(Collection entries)
----
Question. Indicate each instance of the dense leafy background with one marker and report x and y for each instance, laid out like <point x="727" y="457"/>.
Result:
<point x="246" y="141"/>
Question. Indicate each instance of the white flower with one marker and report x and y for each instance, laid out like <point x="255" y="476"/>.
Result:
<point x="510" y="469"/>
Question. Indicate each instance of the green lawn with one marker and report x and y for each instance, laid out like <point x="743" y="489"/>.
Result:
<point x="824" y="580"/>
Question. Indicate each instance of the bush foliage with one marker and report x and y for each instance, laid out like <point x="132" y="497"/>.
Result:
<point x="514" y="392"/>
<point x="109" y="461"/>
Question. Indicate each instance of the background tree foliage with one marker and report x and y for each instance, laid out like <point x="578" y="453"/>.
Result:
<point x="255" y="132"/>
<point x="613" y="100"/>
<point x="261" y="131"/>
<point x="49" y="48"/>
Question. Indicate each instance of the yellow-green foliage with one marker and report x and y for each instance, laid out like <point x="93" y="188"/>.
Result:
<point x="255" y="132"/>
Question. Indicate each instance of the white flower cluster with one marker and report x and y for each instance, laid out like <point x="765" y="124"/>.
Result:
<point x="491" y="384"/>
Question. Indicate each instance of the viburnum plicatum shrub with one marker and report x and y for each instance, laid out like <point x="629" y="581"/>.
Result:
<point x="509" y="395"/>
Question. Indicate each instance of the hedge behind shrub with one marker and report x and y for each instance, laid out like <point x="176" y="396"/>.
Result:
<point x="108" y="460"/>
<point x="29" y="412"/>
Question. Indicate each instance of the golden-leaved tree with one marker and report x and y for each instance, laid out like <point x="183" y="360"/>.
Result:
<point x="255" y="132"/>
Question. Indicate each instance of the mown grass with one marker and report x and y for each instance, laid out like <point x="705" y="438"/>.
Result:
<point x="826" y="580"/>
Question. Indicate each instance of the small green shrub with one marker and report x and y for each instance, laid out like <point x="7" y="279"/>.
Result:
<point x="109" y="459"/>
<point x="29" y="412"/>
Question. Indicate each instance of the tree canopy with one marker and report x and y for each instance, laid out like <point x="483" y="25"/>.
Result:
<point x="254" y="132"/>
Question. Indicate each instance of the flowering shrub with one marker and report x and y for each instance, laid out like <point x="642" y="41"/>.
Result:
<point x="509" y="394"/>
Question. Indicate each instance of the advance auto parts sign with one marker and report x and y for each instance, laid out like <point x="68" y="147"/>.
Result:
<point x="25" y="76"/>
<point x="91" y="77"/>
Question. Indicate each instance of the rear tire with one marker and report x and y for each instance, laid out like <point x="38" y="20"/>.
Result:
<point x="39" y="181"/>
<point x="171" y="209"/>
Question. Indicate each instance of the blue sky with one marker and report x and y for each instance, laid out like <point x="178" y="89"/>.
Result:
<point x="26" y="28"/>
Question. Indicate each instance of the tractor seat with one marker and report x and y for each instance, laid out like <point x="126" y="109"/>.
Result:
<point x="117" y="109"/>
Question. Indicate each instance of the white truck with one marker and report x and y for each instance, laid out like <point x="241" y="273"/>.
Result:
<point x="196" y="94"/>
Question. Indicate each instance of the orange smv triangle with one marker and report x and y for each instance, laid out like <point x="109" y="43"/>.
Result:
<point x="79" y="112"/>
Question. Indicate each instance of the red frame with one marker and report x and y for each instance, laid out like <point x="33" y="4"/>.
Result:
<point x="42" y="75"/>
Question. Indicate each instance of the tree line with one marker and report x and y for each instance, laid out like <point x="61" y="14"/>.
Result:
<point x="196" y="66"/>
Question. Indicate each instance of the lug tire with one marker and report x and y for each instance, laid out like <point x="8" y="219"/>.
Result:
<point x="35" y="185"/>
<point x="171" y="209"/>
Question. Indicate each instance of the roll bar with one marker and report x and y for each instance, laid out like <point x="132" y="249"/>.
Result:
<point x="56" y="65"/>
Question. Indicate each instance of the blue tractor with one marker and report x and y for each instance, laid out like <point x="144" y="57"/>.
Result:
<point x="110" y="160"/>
----
> _Work instruction_: An exact transcription of the data above is required.

> _Response box_:
Question. Indicate each instance of the dense leafy background with one marker and report x and y for each instance, laid out like <point x="727" y="457"/>.
Result:
<point x="246" y="141"/>
Question. Indicate each instance of the white flower with one marker and report x and y for each instance, laid out like <point x="255" y="476"/>.
Result:
<point x="510" y="469"/>
Question. Indicate each instance of the green lawn with one marker and report x and y for each instance, laid out like <point x="743" y="489"/>.
Result:
<point x="824" y="580"/>
Question. Indicate each instance of the bush foliage with one marker and report x and y for each instance, laid out like <point x="132" y="497"/>.
Result:
<point x="514" y="392"/>
<point x="109" y="461"/>
Question. Indicate each instance of the background tree foliage with one marker and report x and y for each instance, laid out like <point x="578" y="453"/>.
Result:
<point x="255" y="132"/>
<point x="613" y="100"/>
<point x="261" y="131"/>
<point x="49" y="48"/>
Question. Indicate each instance of the yellow-green foliage with one marker and report x and y for each instance, laid out like <point x="93" y="188"/>.
Result:
<point x="255" y="132"/>
Question. Indicate each instance of the white flower cluster with one marker and report x and y for each instance, laid out like <point x="765" y="124"/>.
Result:
<point x="491" y="384"/>
Question. Indicate each instance of the viburnum plicatum shrub with one marker and report x and y for each instance, laid out like <point x="629" y="581"/>.
Result:
<point x="509" y="395"/>
Question. Indicate each instance of the hedge behind shrub with one marker and report x and y for each instance, laid out like <point x="176" y="396"/>.
Result:
<point x="108" y="460"/>
<point x="29" y="412"/>
Question. Indicate each instance of the golden-leaved tree with one marker and report x and y for each instance, laid out like <point x="183" y="360"/>.
Result:
<point x="255" y="132"/>
Question. Indicate each instance of the mown grass with one marker and report x and y for each instance, laid out like <point x="705" y="438"/>.
Result:
<point x="826" y="580"/>
Question. Indicate each instance of the small green shrub with one marker and report x and y for each instance, laid out like <point x="7" y="279"/>.
Result:
<point x="109" y="459"/>
<point x="29" y="412"/>
Question. Indicate each instance of the tree canopy with one marker and report x and y for each instance, laid out like <point x="483" y="25"/>.
Result:
<point x="254" y="132"/>
Question. Indicate each instance of the flowering shrub with one marker and report x and y for each instance, laid out like <point x="642" y="41"/>.
Result:
<point x="509" y="394"/>
Question. Indicate each instance of the advance auto parts sign with one marker and report x and y for each instance, laid out like <point x="68" y="147"/>.
Result:
<point x="25" y="76"/>
<point x="91" y="77"/>
Question. Indicate each instance of the rear tire with one marker and report x and y for each instance, laid out like <point x="38" y="20"/>.
Result:
<point x="39" y="181"/>
<point x="171" y="209"/>
Question. Indicate each instance of the blue sky with one marker and report x and y for each instance, laid out like <point x="178" y="89"/>.
Result:
<point x="26" y="28"/>
Question. Indicate each instance of the tractor seat with one marker and report x and y for each instance, laid out like <point x="126" y="109"/>.
Result:
<point x="117" y="109"/>
Question. Indicate each instance of the white truck with one marker and report x and y for each instance, laid out like <point x="241" y="273"/>.
Result:
<point x="196" y="94"/>
Question. Indicate each instance of the orange smv triangle with one marker and report x and y for each instance, laid out like <point x="109" y="43"/>.
Result:
<point x="79" y="112"/>
Question. Indicate each instance of the red frame with one marker and report x and y for each instance, laid out like <point x="33" y="4"/>.
Result:
<point x="42" y="75"/>
Question. Indicate each instance of the tree line with one marker and report x and y for each instance, laid out like <point x="61" y="14"/>.
Result:
<point x="196" y="66"/>
Question. Indicate each instance of the lug tire with one marker and report x and y for each instance, laid out like <point x="8" y="219"/>.
Result:
<point x="35" y="185"/>
<point x="171" y="209"/>
Question. Indicate each instance of the roll bar with one marker and report x and y for each instance, laid out like <point x="132" y="249"/>.
Result:
<point x="56" y="65"/>
Question. Indicate each instance of the blue tractor with one marker and report x and y for each instance, laid out like <point x="144" y="57"/>.
Result:
<point x="110" y="160"/>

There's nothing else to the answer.